Aim of the task
Reproduce the entries from the line containing "Put a dot on each instance of the terrazzo" up to and including the line containing "column 834, row 885", substituting "oak sideboard" for "wooden sideboard" and leaving everything else unchanged.

Data for the task

---------------

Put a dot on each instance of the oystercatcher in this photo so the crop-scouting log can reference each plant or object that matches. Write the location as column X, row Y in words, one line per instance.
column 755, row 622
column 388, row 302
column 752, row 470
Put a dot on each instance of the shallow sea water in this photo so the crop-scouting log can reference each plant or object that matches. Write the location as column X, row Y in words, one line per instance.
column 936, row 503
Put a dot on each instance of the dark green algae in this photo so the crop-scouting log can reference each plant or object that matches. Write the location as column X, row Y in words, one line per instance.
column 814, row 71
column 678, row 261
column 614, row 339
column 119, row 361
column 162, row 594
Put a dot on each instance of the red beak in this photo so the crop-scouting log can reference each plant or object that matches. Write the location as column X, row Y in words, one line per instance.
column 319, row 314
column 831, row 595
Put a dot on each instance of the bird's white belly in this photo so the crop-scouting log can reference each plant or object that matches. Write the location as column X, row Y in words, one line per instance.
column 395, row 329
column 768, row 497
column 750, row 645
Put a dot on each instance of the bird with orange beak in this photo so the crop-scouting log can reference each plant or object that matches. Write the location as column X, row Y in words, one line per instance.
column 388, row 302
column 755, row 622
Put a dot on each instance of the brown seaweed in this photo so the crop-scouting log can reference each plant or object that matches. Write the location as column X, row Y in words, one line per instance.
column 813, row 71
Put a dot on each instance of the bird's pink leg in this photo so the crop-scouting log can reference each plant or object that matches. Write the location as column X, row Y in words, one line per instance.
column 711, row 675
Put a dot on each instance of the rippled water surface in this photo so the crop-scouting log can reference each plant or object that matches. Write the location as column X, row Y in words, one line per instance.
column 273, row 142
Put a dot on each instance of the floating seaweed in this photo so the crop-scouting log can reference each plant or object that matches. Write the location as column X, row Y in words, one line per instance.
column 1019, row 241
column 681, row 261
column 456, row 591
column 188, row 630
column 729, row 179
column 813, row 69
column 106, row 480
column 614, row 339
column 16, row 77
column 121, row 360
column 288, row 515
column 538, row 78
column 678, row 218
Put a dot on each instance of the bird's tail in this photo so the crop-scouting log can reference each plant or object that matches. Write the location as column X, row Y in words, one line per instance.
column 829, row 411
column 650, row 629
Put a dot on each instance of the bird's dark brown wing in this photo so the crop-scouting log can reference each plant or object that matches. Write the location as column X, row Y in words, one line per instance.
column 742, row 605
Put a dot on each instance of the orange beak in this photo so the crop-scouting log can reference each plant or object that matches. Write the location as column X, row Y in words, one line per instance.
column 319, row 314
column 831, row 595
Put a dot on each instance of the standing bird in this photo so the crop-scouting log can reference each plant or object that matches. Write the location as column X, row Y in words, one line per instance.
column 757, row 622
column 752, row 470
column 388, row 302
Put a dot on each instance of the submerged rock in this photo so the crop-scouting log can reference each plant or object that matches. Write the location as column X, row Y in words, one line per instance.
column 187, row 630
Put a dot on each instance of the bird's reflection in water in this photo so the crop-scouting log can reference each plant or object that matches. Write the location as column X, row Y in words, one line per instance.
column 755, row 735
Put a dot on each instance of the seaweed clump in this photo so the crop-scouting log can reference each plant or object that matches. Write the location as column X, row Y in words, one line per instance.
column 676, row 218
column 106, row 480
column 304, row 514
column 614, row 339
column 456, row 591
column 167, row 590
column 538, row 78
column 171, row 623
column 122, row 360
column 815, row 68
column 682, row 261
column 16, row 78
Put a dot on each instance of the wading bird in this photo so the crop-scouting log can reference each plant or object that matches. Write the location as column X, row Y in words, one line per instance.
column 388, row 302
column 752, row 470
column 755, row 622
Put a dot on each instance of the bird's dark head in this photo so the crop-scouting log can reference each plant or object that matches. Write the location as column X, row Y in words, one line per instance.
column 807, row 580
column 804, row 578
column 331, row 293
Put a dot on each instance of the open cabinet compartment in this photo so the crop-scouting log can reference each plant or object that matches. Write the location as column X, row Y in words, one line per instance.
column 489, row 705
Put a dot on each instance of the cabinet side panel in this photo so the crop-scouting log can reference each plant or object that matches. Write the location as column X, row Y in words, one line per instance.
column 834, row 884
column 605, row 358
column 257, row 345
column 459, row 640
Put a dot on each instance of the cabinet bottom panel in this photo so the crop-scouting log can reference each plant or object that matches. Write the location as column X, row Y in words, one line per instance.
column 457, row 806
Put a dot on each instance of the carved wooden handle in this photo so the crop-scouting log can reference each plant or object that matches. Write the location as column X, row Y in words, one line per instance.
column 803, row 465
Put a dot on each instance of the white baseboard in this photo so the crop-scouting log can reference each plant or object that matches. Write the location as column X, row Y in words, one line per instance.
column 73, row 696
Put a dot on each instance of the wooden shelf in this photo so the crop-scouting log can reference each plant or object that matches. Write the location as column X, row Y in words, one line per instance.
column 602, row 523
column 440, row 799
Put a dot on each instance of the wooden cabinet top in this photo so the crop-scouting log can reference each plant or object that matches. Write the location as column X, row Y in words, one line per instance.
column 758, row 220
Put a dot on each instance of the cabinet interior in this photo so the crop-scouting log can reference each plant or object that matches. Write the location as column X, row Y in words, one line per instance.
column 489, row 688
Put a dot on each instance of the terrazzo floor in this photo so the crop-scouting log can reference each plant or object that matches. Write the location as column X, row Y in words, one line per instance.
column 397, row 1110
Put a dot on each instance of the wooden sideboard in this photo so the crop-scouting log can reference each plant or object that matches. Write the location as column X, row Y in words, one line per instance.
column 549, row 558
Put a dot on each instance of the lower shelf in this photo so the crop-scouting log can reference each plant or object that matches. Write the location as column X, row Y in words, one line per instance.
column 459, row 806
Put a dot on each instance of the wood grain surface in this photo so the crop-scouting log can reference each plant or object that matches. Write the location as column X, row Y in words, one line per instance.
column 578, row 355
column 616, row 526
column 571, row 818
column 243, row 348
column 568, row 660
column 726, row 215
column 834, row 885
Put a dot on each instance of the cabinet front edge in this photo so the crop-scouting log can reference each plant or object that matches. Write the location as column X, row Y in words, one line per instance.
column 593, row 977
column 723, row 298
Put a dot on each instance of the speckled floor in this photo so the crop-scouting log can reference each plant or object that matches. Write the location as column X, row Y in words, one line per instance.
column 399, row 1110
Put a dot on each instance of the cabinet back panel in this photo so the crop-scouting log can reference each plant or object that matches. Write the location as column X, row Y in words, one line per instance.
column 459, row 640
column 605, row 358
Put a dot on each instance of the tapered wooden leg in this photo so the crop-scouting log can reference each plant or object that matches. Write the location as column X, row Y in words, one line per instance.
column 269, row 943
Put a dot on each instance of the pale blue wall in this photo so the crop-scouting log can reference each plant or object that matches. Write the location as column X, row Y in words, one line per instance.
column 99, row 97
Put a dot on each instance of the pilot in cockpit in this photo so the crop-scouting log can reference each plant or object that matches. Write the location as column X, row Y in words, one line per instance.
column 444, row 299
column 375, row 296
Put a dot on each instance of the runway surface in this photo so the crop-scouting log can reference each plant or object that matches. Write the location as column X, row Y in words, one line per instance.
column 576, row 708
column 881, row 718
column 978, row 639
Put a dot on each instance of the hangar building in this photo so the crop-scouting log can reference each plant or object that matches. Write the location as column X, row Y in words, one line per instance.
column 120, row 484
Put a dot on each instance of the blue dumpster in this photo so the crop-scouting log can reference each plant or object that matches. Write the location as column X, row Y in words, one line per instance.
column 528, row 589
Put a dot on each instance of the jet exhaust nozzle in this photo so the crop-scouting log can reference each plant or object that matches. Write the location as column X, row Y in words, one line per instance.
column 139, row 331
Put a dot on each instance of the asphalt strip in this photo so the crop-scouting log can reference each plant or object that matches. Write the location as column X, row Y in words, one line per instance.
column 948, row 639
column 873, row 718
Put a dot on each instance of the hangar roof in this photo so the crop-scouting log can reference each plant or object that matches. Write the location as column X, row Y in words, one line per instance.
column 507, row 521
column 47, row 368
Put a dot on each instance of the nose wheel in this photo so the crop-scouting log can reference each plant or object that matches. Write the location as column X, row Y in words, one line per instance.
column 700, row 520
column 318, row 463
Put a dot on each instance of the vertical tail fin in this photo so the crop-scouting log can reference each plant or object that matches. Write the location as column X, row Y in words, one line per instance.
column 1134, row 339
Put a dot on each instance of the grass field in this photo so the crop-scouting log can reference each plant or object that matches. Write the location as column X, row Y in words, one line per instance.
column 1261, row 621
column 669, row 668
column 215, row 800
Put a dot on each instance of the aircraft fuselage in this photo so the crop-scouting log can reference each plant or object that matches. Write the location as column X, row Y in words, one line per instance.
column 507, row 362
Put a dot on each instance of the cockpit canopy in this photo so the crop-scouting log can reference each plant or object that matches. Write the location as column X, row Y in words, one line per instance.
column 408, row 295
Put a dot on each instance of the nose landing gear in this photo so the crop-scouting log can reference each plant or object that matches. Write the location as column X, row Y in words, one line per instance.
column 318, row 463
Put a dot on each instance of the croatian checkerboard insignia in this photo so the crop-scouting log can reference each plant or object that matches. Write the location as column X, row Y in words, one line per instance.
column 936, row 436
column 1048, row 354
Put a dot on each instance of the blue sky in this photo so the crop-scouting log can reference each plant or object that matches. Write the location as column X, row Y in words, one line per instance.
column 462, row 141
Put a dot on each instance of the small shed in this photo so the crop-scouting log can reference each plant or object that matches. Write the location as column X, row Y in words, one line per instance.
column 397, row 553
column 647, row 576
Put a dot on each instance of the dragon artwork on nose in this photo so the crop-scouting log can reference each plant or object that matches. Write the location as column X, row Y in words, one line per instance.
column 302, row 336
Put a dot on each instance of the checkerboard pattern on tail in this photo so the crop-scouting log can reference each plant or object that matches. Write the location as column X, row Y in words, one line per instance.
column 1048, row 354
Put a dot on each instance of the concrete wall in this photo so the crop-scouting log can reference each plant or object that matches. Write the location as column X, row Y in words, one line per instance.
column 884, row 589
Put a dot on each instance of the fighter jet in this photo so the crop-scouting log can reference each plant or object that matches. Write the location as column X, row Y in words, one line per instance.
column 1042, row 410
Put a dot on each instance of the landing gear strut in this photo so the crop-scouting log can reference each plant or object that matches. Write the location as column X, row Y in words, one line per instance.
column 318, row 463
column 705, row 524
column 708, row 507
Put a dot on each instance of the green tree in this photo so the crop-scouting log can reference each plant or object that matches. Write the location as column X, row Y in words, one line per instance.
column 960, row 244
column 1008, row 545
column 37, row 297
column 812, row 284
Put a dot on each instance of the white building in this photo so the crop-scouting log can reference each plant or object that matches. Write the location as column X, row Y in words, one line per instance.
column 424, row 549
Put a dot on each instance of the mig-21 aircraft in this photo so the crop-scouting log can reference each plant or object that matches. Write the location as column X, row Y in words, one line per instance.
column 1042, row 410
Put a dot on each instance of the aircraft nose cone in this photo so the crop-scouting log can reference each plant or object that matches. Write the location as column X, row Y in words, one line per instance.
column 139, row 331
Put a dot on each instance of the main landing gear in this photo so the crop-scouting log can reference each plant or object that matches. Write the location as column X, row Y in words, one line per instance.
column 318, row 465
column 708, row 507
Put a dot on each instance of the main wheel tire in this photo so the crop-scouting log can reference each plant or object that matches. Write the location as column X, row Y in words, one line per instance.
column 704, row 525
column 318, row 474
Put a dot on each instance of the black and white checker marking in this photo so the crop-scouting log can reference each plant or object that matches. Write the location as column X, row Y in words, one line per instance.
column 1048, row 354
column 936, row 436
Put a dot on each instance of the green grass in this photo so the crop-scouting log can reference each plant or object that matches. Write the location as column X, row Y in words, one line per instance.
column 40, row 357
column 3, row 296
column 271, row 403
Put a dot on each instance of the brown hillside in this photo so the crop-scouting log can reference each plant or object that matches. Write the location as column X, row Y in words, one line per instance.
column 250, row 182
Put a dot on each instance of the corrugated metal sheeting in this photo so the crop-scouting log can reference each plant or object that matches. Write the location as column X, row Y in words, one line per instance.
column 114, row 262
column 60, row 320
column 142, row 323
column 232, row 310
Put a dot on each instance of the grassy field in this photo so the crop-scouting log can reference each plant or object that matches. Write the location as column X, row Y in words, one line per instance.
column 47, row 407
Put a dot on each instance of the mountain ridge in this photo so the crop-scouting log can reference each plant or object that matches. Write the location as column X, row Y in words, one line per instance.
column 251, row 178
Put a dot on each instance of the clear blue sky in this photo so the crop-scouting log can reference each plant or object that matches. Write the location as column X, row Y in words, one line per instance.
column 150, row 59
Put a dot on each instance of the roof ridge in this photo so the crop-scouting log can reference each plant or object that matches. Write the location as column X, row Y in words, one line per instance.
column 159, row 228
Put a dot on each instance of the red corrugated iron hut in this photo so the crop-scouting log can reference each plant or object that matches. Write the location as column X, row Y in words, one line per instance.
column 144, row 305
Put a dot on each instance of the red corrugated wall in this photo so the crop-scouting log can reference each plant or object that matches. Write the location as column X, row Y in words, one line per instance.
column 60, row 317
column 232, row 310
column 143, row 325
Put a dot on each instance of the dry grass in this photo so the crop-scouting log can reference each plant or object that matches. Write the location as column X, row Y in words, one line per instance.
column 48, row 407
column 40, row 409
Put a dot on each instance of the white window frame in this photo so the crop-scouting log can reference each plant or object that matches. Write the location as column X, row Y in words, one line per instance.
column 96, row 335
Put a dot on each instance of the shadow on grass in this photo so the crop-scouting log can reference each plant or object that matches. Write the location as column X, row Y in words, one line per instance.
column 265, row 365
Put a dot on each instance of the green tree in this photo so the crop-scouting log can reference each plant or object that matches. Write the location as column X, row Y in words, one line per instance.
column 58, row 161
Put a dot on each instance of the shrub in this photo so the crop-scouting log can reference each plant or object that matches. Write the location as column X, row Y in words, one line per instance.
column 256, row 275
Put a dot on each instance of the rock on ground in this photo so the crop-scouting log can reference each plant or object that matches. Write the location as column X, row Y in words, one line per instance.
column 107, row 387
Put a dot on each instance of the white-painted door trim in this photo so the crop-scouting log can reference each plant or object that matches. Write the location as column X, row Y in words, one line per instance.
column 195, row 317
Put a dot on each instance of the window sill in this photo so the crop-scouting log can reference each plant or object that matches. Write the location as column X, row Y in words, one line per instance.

---------------

Solution for this task
Put a dot on each instance of the terrazzo floor in this photo so the crop-scouting log can reference each plant or object that matches. Write the location as column X, row Y in words, one line per instance.
column 397, row 1110
Put a dot on each instance of the oak sideboard in this photo so the crop-scouting log can reference each plant or object that matches. Write the location as column X, row Y in words, one line per instance.
column 549, row 558
Put a dot on each instance of the lower shelf in this photo so the crop-scouting log can reference each plant or object that matches. Write the location as column X, row Y in words, one line per instance.
column 459, row 806
Put a dot on each instance of the wood grain surface in this photo so the crop-scouting log can reference each plant or object that matches. Write the location as column X, row Y in words, one line per instance.
column 578, row 355
column 616, row 526
column 571, row 818
column 243, row 348
column 568, row 660
column 726, row 215
column 834, row 885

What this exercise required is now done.